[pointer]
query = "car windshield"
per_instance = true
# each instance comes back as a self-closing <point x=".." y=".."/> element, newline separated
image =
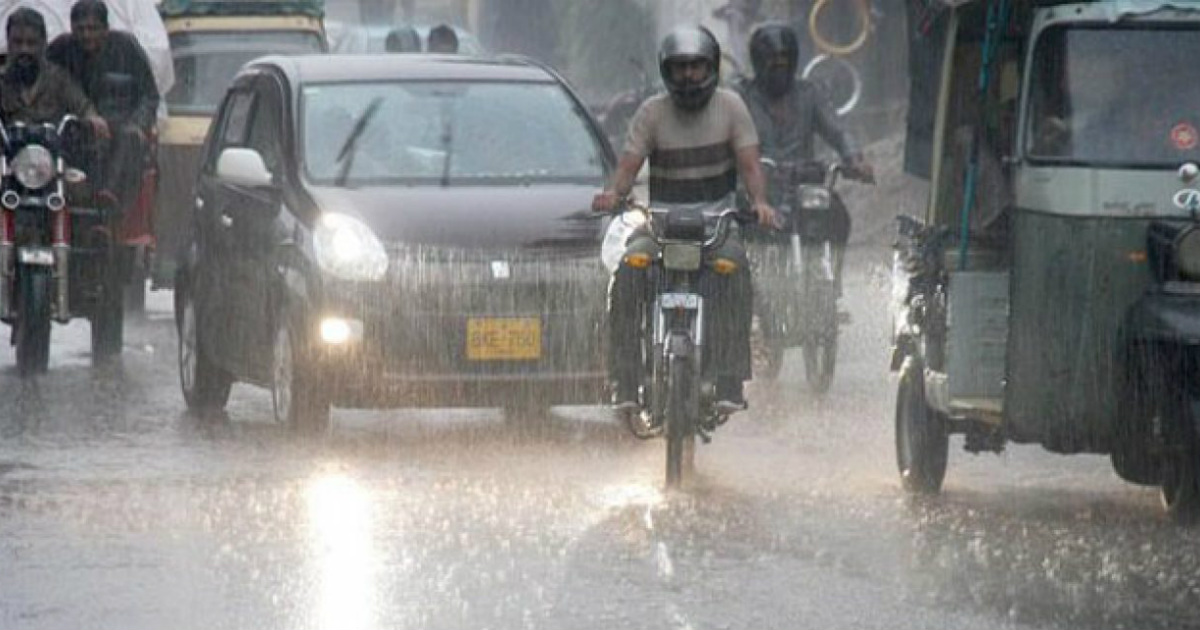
<point x="205" y="63"/>
<point x="447" y="132"/>
<point x="1115" y="96"/>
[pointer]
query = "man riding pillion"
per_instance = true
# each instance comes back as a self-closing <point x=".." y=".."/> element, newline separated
<point x="697" y="138"/>
<point x="114" y="73"/>
<point x="790" y="112"/>
<point x="33" y="90"/>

# # # #

Reproduce the records above verbatim, line for line, omitting the pictures from your answer.

Response to the task
[pointer]
query = "car windshield"
per_instance = true
# each instance comes back as a self-closing <point x=".." y=".."/> element, newline separated
image =
<point x="205" y="63"/>
<point x="447" y="132"/>
<point x="1115" y="96"/>
[pointer]
query = "man riding pillion"
per_instance = true
# each instance comes back as a self-closing <point x=".." y=".."/> element, newline separated
<point x="697" y="138"/>
<point x="114" y="73"/>
<point x="790" y="112"/>
<point x="33" y="90"/>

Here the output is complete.